- Exercise directions
Copy out each line of the items below that contains the string "window".

- Records to process
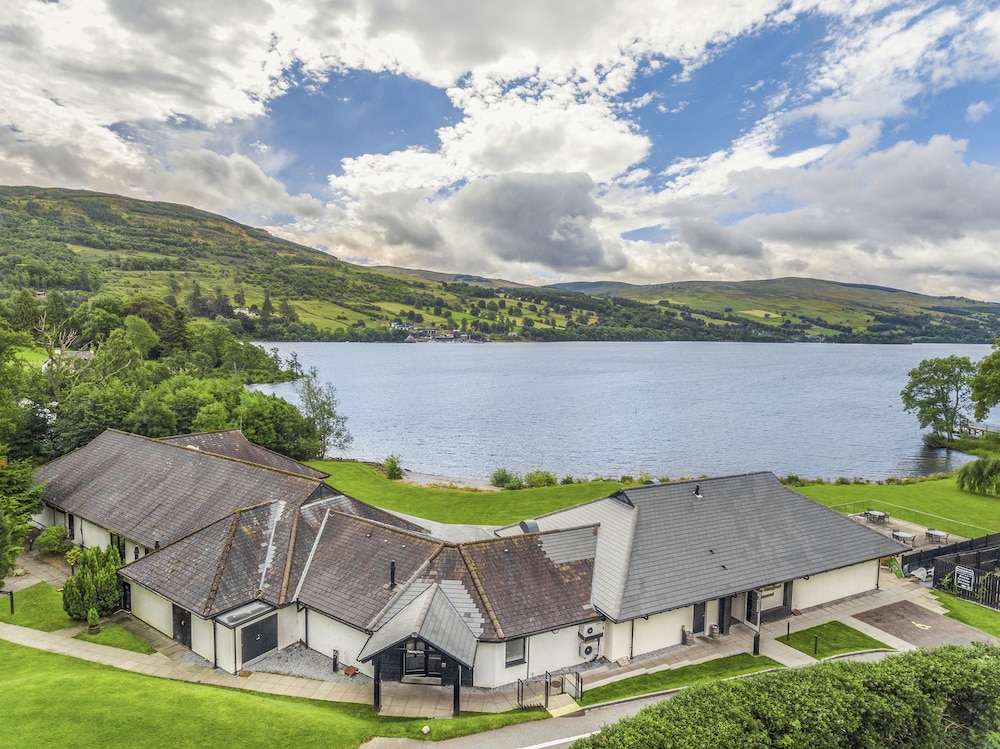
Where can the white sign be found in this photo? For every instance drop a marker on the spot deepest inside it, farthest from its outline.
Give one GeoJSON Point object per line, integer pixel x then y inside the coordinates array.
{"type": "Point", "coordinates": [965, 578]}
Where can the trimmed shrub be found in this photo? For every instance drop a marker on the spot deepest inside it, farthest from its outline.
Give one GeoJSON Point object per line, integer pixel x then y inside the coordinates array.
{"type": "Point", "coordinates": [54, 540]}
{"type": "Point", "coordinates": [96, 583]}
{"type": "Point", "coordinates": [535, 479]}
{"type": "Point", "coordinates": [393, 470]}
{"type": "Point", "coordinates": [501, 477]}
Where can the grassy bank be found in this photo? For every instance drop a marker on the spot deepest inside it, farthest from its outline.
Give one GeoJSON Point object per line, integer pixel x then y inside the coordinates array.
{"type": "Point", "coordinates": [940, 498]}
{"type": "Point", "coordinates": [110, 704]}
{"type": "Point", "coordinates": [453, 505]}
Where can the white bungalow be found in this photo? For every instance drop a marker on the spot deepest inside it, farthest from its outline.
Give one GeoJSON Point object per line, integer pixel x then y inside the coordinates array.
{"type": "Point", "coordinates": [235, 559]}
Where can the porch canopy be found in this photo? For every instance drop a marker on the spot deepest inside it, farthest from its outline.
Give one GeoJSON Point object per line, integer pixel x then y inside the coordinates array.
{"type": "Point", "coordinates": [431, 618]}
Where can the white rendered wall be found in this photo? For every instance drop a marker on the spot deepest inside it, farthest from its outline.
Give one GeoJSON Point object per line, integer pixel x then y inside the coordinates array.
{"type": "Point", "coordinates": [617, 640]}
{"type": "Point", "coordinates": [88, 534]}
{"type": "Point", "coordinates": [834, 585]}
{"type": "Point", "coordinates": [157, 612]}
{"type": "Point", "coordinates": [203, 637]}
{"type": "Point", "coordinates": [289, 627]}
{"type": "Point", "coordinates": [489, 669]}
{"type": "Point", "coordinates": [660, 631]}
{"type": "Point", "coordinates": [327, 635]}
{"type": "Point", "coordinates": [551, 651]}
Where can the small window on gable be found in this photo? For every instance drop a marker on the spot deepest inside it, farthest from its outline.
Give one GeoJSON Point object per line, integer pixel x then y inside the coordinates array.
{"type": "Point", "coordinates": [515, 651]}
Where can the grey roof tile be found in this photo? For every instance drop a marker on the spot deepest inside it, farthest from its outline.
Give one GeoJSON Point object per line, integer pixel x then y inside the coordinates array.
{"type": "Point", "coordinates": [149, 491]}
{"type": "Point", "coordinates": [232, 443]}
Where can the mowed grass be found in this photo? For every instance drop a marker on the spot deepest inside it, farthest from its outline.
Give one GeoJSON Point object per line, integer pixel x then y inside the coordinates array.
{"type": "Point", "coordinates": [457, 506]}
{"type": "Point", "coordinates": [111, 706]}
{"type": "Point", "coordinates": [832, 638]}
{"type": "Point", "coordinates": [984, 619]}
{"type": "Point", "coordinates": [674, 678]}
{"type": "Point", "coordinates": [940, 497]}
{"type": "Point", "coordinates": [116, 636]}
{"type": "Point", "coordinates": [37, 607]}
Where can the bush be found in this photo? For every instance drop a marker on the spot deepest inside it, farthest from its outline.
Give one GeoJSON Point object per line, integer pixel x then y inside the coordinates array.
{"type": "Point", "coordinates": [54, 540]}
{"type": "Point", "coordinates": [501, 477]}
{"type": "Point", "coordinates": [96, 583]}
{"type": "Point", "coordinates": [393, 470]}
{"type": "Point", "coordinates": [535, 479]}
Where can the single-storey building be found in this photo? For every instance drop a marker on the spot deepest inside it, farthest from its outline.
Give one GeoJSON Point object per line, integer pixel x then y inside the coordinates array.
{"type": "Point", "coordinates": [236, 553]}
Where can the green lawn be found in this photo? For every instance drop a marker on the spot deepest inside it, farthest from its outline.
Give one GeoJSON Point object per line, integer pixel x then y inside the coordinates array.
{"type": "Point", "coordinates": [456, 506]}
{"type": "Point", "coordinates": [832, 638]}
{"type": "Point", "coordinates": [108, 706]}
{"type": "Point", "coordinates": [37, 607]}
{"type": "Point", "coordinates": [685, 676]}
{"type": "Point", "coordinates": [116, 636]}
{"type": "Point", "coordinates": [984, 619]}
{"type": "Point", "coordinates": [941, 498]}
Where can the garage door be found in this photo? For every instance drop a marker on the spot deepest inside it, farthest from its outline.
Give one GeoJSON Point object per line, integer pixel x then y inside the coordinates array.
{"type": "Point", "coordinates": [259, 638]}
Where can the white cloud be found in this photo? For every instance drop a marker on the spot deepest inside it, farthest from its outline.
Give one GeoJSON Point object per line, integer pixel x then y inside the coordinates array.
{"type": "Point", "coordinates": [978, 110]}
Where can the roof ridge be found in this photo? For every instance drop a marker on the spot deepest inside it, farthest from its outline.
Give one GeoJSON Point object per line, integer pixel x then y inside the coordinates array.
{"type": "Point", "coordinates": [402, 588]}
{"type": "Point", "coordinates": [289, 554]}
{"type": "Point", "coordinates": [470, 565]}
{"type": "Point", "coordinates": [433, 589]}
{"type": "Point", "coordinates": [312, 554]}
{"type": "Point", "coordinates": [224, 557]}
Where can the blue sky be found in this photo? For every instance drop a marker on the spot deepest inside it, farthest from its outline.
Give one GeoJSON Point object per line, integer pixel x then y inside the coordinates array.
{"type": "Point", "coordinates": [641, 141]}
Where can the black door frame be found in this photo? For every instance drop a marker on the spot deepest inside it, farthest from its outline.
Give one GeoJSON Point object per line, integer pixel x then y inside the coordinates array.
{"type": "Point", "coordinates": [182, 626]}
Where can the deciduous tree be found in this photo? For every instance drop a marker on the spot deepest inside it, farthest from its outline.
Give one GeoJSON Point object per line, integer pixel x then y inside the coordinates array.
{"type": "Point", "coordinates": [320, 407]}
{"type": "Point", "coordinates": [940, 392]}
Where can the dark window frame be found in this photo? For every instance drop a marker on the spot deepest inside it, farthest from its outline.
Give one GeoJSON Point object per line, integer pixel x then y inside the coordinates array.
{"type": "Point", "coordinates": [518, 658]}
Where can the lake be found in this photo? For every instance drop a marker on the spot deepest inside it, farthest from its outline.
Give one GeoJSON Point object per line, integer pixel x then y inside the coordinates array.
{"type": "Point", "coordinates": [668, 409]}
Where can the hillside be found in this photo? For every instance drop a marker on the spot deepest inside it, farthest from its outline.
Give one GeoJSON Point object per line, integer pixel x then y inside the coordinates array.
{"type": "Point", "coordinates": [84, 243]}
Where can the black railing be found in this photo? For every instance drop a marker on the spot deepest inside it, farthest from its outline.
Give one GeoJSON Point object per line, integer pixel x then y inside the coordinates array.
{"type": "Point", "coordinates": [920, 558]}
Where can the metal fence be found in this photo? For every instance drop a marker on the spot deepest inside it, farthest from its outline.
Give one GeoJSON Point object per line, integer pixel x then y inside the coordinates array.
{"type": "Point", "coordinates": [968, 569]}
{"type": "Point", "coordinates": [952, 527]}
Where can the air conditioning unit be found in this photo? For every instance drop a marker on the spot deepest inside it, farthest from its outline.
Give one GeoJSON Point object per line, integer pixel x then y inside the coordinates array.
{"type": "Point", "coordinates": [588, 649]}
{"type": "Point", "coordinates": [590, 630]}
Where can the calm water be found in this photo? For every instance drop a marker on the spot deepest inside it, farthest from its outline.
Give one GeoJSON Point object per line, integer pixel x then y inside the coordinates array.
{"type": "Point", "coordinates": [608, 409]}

==

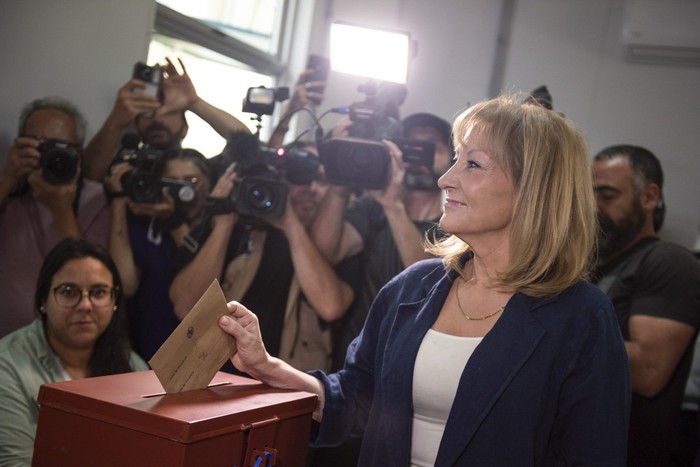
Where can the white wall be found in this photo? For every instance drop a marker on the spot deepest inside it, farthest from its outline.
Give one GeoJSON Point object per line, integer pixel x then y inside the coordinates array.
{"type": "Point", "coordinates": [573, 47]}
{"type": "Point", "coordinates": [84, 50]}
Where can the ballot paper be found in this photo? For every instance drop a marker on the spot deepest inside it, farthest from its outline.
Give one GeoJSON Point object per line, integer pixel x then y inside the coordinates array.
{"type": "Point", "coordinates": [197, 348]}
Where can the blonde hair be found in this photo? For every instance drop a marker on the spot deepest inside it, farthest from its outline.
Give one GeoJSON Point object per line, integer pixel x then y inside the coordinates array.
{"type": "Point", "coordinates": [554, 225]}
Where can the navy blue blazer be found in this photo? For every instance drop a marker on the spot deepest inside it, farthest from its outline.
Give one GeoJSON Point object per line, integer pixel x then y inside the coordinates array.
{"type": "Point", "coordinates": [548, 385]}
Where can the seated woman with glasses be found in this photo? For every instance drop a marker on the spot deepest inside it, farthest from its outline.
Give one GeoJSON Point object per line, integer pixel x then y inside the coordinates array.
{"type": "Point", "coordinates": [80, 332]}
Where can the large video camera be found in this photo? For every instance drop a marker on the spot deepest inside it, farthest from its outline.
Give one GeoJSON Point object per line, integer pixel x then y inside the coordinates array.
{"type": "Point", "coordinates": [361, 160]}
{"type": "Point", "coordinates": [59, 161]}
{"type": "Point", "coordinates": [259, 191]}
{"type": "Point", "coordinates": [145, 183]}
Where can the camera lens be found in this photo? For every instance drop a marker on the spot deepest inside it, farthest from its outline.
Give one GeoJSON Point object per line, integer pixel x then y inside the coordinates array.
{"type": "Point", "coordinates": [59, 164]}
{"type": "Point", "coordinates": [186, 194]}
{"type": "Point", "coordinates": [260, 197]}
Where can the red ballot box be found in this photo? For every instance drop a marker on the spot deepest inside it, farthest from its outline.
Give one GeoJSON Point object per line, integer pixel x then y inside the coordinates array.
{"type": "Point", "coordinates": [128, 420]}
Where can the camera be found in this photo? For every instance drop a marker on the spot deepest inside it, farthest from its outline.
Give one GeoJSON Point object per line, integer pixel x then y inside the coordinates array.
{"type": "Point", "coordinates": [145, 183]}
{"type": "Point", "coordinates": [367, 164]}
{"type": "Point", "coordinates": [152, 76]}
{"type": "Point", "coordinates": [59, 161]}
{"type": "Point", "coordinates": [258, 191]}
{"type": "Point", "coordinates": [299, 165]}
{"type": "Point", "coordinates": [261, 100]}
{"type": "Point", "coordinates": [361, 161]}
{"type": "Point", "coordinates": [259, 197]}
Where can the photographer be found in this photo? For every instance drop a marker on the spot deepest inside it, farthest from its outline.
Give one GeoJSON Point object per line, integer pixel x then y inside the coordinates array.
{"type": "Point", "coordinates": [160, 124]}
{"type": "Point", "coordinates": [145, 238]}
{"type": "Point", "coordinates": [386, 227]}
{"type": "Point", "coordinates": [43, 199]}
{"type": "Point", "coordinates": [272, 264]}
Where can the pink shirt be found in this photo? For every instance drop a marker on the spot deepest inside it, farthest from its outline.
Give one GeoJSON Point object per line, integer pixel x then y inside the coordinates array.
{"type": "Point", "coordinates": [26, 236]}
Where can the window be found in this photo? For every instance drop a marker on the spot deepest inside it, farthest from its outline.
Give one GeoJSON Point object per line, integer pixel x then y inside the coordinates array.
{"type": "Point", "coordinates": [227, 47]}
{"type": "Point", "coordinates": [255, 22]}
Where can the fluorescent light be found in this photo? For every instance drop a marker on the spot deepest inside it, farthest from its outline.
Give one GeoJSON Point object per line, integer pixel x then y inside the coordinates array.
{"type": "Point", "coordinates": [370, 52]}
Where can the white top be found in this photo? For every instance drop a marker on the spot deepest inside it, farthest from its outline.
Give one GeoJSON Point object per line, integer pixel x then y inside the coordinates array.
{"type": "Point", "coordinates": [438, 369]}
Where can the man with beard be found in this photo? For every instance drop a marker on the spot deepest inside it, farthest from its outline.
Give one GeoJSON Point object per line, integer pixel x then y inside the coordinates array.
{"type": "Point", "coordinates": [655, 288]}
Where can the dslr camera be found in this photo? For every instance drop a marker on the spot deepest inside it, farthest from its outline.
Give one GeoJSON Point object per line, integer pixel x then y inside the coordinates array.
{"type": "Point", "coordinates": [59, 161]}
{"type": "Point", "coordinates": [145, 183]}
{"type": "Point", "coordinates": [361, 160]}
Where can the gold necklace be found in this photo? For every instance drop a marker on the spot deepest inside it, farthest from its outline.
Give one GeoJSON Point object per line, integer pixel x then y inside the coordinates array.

- Answer in full
Where can the small window on gable be found in this photo? For every instance drop a marker on the spot deepest inside it, farthest from its outline.
Where can the dark window frame be found in this photo? For every instance drop a marker on the spot deepest inside it, farthest from its outline.
Where can the window be found in this photo? For every instance drop a marker on the spot deepest inside it, farthest from its outline.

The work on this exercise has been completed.